(Stored items)
----

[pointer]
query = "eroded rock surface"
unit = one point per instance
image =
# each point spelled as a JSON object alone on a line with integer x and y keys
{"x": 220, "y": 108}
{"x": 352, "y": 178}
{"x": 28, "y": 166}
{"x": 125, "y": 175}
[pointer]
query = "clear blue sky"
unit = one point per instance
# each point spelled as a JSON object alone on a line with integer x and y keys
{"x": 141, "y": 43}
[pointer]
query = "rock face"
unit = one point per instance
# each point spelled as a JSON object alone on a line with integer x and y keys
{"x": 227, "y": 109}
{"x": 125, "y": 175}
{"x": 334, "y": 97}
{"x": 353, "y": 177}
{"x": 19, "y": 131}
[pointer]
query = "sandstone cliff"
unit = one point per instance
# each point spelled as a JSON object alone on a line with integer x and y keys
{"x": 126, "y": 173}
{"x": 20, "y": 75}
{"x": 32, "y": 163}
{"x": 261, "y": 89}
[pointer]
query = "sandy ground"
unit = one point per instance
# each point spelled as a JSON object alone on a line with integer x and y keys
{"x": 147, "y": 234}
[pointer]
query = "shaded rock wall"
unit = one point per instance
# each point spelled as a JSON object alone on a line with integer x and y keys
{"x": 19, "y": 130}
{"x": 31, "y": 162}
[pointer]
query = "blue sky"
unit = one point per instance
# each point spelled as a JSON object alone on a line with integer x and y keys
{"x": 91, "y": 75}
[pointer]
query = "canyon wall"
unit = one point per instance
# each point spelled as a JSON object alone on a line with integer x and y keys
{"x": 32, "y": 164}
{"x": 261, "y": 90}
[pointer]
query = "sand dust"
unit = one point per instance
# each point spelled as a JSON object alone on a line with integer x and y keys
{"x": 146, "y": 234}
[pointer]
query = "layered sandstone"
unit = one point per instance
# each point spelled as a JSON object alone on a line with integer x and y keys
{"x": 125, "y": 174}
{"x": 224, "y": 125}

----

EXERCISE AIM ::
Restate all entries above verbatim.

REPLY ::
[pointer]
query = "eroded rock surface"
unit = one point per instance
image =
# each point spelled as a JSON object alone on a line with integer x and y keys
{"x": 220, "y": 108}
{"x": 352, "y": 178}
{"x": 28, "y": 166}
{"x": 125, "y": 175}
[pointer]
query = "clear blue sky"
unit = one point per instance
# each point spelled as a JSON object alone on a line with integer x and y keys
{"x": 141, "y": 43}
[pointer]
query = "rock face"
unit = one point per instance
# each point spelled as a JSON object alone on a line with integer x and y keys
{"x": 227, "y": 109}
{"x": 125, "y": 175}
{"x": 334, "y": 97}
{"x": 353, "y": 177}
{"x": 19, "y": 131}
[pointer]
query = "sandstone cliff"
unit = one point per instance
# each point spelled as a JSON object alone on a line with integer x and y keys
{"x": 126, "y": 173}
{"x": 20, "y": 75}
{"x": 32, "y": 163}
{"x": 261, "y": 89}
[pointer]
query = "sandy ground"
unit = one point per instance
# each point spelled as a JSON object alone on a line with integer x and y keys
{"x": 147, "y": 234}
[pointer]
query = "shaded rock wall"
unit = one point per instance
# each point spelled as a JSON object alone on a line with integer x and y keys
{"x": 19, "y": 130}
{"x": 31, "y": 162}
[pointer]
query = "blue sky"
unit = one point per instance
# each point spelled as a JSON object alone on a line with integer x and y keys
{"x": 91, "y": 75}
[pointer]
query = "canyon wall"
unit = one point per instance
# each point spelled as a JSON object alone on a line with integer x and y keys
{"x": 32, "y": 164}
{"x": 261, "y": 90}
[pointer]
query = "sand dust"
unit = one point per instance
# each point spelled as a JSON object alone on a line with integer x and y keys
{"x": 146, "y": 234}
[pointer]
query = "layered sandstone"
unit = one point per instance
# each point spelled as a JSON object alone on a line with integer x and y keys
{"x": 125, "y": 174}
{"x": 224, "y": 125}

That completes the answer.